Document segment:
........
Dissolved gases cause many problems in the oil field. Gases and other fluids present in subterranean formations, collectively called reservoir fluids, are prone to enter a wellbore drilled through the formation. In many cases, dense drilling fluids, completion brines, fracturing fluids, and so forth are provided to maintain a countering pressure that restrains the reservoir fluids from entering the wellbore. However, there are many instances where the counter pressure is too low to restrain the reservoir fluids. This may be due to, for example, a miscalculation of the fluid density needed to maintain a hydrostatic overbalance or a transient lowering of pressure due to movement of the drill string in the hole. Gasses may also enter the wellbore through molecular diffusion if there is insufficient flux of fluid from the wellbore to keep it swept away. Finally, reservoir fluids escape from the fragments of the formation that are being drilled up. The reservoir fluid that enters the well is then free to mix with the supplied well fluid and rise to the surface.
The hazards of un-restrained expansions of reservoir fluids in the wellbore are well known. A primary hazard is an avalanche effect of gas evolution and expansion, wherein gas bubbles rise in a liquid stream, expanding as they rise. As the bubbles expand, they expel dense fluid from the bore, and further reduce the hydrostatic pressure of the wellbore fluid. Such a progression may eventually lead to a ‘blow out,’ whereby so much restraining pressure has been lost that the high pressure reservoir can flow uncontrollably into the wellbore.
........
[Dataset entries]
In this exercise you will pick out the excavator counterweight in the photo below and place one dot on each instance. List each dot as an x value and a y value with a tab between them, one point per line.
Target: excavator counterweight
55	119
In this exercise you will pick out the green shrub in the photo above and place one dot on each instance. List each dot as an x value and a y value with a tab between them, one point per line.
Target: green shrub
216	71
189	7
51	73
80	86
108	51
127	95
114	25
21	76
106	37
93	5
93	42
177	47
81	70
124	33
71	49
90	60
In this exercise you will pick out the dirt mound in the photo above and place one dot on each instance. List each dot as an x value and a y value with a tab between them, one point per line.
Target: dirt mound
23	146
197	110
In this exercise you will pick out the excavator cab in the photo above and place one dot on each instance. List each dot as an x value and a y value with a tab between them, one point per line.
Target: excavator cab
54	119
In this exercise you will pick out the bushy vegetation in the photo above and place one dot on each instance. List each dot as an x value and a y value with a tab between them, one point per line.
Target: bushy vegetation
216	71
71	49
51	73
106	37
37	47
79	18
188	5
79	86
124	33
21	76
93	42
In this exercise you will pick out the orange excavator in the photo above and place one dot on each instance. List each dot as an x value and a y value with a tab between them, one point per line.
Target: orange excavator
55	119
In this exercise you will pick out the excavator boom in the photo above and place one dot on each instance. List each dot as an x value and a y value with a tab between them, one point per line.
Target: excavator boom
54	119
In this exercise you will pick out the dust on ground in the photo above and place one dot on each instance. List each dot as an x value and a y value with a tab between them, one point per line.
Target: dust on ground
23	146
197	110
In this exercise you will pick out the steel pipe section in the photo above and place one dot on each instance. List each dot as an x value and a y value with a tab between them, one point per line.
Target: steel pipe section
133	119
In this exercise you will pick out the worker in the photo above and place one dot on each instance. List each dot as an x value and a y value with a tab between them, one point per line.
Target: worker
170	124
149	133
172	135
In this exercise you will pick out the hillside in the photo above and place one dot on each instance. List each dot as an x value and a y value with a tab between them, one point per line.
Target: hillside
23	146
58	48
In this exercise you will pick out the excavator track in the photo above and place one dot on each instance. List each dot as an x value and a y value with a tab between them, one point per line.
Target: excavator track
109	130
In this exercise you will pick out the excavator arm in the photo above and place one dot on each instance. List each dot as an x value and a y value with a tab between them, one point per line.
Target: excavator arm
........
Work request 1: In the passage on gases in the wellbore, which fluids are named as being provided to maintain a countering pressure against reservoir fluids? List each one.
Work request 2: Set down the part of the passage on gases in the wellbore from "The hazards of" up to and including "into the wellbore.", word for word.
These rows were taken from a source unrelated to the passage.

Exercise response 1:
- Dense drilling fluids
- Completion brines
- Fracturing fluids

Exercise response 2:
The hazards of un-restrained expansions of reservoir fluids in the wellbore are well known. A primary hazard is an avalanche effect of gas evolution and expansion, wherein gas bubbles rise in a liquid stream, expanding as they rise. As the bubbles expand, they expel dense fluid from the bore, and further reduce the hydrostatic pressure of the wellbore fluid. Such a progression may eventually lead to a ‘blow out,’ whereby so much restraining pressure has been lost that the high pressure reservoir can flow uncontrollably into the wellbore.